**SET OF TASKS**
1. Set down the passage from the EKS access excerpt below word for word, starting with "- Add the AD" and going on through "on-prem AD version.".
2. According to the EKS access excerpt below, what two services does the AWS documentation add that the author's configurations do not use?
3. List every service the EKS access excerpt below names with "AWS" at the start of its name.

**EXTRACT TO READ**
The solution is outlined here:
If you walk through the solution in the linked blog, you will see that the concepts and configurations outlined in my previous sections are used (almost identical) to what is outlined in the blog.
The only difference is that my configurations will allow you to utilize AWS IAM + Kubernetes RBAC to manage access, while the AWS documentation adds in AWS Directory Service and AWS Organizations
Let’s review the AD based solution:
- Assume you have setup AWS Organizations, and AWS Managed Microsoft AD.
- Set up admin and user group in AD (similar to the configuration I outlined in the section above BUT these are setup as part of AD as groups in AD)
- Assign a permission set for each of the groups with sts:AssumeRole
- Create the roles in K8S - the EKS cluster (exactly as I specified above)
- Add the AD roles created in AWS into the aws-auth file and create appropriate groups (similar to our step above)
- bind the Kubernetes groups to the customer roles defined in step 4
- Modify the kubeconfig with the -r parameter I described above (with the role you want to assume for the user)
- GO
This configuration makes it easier for you to scale and also tie AWS Managed Microsoft AD back to your on-prem AD version.
Conclusion
We’ve shown in this blog the following:
- A review of Kubernetes authorization concepts with respect to roles in K8S and RABC. In particular we will concentrate on users vs service accounts in this blog to keep things simple.
- Details around setting up groups with the right permissions (authorization) for EKS access in AWS IAM and tying this back to the clusters. This will form the basis for any scalable configuration.
- How AWS IAM with EKS and Kubectl work in order to properly authenticate and authorize the user into the cluster.
Finally, I went through a high level review of a scalable solution - setting up access via AWS Directory Service in conjunction with AWS Organizations
Hopefully this gave you a better understanding of the basic concepts needed to manage AWS IAM group based access into AWS EKS clusters.
With these basics you can then properly setup the strategy for access to different projects/groups etc.

**DATA**

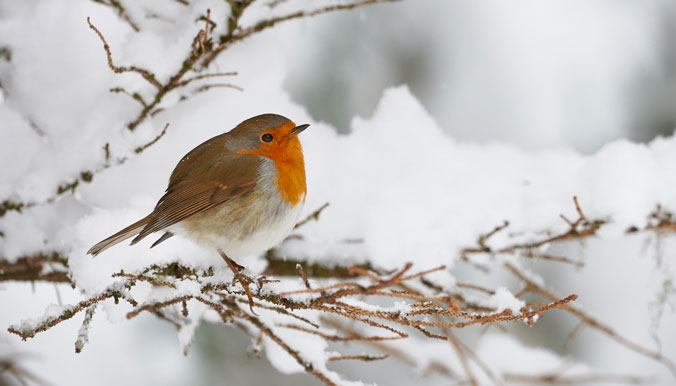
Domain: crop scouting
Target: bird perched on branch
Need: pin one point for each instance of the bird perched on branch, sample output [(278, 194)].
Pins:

**ANSWERS GIVEN**
1.
- Add the AD roles created in AWS into the aws-auth file and create appropriate groups (similar to our step above)
- bind the Kubernetes groups to the customer roles defined in step 4
- Modify the kubeconfig with the -r parameter I described above (with the role you want to assume for the user)
- GO
This configuration makes it easier for you to scale and also tie AWS Managed Microsoft AD back to your on-prem AD version.

2. AWS Directory Service and AWS Organizations.

3.
AWS IAM
AWS Directory Service
AWS Organizations
AWS Managed Microsoft AD
AWS EKS